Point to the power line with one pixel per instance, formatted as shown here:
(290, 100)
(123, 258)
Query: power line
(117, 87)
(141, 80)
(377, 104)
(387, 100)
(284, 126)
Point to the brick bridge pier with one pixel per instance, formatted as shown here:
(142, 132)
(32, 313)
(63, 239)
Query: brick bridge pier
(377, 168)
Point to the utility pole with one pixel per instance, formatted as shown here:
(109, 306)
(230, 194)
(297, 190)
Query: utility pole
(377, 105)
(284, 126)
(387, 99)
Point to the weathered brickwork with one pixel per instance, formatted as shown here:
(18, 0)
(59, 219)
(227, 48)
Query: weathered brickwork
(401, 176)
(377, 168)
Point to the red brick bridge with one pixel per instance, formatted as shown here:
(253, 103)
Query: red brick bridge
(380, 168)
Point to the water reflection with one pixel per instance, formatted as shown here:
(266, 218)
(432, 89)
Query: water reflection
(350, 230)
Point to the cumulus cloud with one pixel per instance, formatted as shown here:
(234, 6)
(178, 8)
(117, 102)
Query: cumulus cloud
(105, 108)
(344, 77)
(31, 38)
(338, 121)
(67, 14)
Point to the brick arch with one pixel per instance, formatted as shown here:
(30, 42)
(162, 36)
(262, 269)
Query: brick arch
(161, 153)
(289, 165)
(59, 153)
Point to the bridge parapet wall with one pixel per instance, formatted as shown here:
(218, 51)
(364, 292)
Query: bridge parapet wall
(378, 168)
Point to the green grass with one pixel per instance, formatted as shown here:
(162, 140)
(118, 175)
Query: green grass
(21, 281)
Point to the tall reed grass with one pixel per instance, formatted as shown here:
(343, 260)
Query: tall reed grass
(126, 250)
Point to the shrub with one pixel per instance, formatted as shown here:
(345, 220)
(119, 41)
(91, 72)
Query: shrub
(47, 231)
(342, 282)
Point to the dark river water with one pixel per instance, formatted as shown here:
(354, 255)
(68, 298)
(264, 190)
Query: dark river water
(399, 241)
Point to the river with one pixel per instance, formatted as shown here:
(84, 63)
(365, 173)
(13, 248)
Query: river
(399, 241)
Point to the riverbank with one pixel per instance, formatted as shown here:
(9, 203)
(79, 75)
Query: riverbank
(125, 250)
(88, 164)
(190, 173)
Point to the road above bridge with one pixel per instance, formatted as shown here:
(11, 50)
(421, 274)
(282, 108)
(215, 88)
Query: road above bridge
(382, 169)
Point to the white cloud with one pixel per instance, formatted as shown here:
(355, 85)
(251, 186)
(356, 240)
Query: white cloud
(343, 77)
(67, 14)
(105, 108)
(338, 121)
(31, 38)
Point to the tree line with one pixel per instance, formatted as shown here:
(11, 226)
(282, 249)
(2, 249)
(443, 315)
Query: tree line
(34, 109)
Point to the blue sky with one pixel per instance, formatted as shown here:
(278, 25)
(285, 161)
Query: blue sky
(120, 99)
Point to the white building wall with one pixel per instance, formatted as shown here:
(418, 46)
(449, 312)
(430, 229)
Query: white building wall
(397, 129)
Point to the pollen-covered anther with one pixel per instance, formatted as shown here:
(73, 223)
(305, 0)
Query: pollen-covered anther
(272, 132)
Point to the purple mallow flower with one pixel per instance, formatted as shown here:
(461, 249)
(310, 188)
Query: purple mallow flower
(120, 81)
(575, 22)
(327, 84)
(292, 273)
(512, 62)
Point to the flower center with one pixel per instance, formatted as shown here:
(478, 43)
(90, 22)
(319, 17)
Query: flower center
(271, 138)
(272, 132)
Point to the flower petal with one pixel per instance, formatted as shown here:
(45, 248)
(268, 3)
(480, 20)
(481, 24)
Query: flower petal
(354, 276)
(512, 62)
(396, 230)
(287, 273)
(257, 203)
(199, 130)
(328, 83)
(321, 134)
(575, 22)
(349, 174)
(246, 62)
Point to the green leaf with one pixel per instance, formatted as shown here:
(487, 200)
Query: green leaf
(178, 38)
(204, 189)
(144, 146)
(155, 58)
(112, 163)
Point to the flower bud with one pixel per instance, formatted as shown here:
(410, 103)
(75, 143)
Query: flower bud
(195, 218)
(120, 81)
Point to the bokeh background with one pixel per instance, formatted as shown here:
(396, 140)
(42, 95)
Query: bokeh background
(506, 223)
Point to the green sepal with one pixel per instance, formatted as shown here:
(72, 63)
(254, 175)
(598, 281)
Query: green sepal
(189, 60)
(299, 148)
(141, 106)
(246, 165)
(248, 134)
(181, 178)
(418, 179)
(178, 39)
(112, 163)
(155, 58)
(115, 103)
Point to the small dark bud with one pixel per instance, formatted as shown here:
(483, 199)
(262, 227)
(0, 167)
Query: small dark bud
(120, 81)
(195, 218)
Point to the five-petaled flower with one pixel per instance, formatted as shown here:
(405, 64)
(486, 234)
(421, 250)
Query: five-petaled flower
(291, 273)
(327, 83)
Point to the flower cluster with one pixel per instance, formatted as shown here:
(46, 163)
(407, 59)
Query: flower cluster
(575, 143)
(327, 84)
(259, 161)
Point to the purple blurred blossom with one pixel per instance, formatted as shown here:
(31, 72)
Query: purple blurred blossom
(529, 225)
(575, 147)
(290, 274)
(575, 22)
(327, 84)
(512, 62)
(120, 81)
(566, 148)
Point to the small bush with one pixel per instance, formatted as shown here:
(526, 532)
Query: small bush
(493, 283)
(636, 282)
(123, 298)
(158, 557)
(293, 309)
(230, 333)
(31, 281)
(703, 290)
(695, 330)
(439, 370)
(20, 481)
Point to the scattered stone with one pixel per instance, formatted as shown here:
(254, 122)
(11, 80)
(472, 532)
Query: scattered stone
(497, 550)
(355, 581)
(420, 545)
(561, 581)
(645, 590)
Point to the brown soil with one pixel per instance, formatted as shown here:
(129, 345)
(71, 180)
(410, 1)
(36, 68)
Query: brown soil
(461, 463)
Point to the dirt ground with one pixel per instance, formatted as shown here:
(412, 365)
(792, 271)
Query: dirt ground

# The request:
Each line from the one containing "Point to the flower petal" to the final line of the entries above must be returned exactly, and no other line may appear.

# Reply:
Point to the flower petal with one pixel per instance, formatted as shown here:
(45, 248)
(268, 3)
(480, 20)
(481, 24)
Query: flower petal
(354, 276)
(512, 62)
(396, 230)
(287, 273)
(257, 203)
(199, 130)
(328, 83)
(321, 134)
(575, 22)
(349, 174)
(246, 62)
Point to the green leaf with one pixel per instance, formatted as shown here:
(487, 200)
Query: green leaf
(178, 38)
(204, 189)
(144, 146)
(155, 58)
(112, 163)
Point to the flower bud with one pixel per instance, formatted as shown here:
(410, 103)
(75, 143)
Query: flower bud
(195, 218)
(120, 81)
Point to the bokeh background with one pixel per instance, formatted as shown here:
(396, 140)
(42, 95)
Query: bokeh background
(506, 223)
Point to the green sepal with one pixel per instance, formatted as shown here:
(72, 63)
(254, 175)
(598, 281)
Query: green sepal
(189, 60)
(299, 148)
(141, 106)
(246, 165)
(248, 134)
(181, 178)
(418, 179)
(178, 39)
(112, 163)
(155, 58)
(115, 103)
Point to the small dark bud with one pixel per instance, formatted as shown here:
(483, 199)
(262, 227)
(0, 167)
Query: small dark bud
(120, 81)
(195, 218)
Point to the five-petaled flower with one pixel per instance, formatted as shown here:
(405, 64)
(486, 234)
(421, 250)
Query: five-petaled flower
(291, 273)
(327, 83)
Point to the flower cluster with one pixel per instance, formatted as shown here:
(46, 163)
(407, 59)
Query: flower cluster
(575, 143)
(327, 84)
(259, 161)
Point to the purple blurred blossom with one pixel per instance, formatted as shown here:
(31, 72)
Query: purple blurred blossom
(529, 225)
(575, 147)
(290, 274)
(575, 22)
(327, 84)
(512, 62)
(120, 81)
(566, 148)
Point to the small bush with one pixel per instance, formatted as shown here:
(526, 532)
Query: small bush
(493, 283)
(636, 282)
(123, 298)
(158, 557)
(293, 309)
(230, 333)
(31, 281)
(703, 290)
(695, 330)
(439, 370)
(20, 481)
Point to the scattered stone with one pixel per instance, formatted as shown here:
(254, 122)
(11, 80)
(472, 532)
Query: scattered stone
(497, 550)
(355, 581)
(420, 545)
(561, 581)
(645, 590)
Point to the brown soil with one pixel per instance, formatted as shown here:
(129, 345)
(71, 180)
(410, 1)
(36, 68)
Query: brown soil
(461, 463)
Point to the dirt ground with one pixel per instance, formatted as shown here:
(412, 365)
(792, 271)
Query: dirt ground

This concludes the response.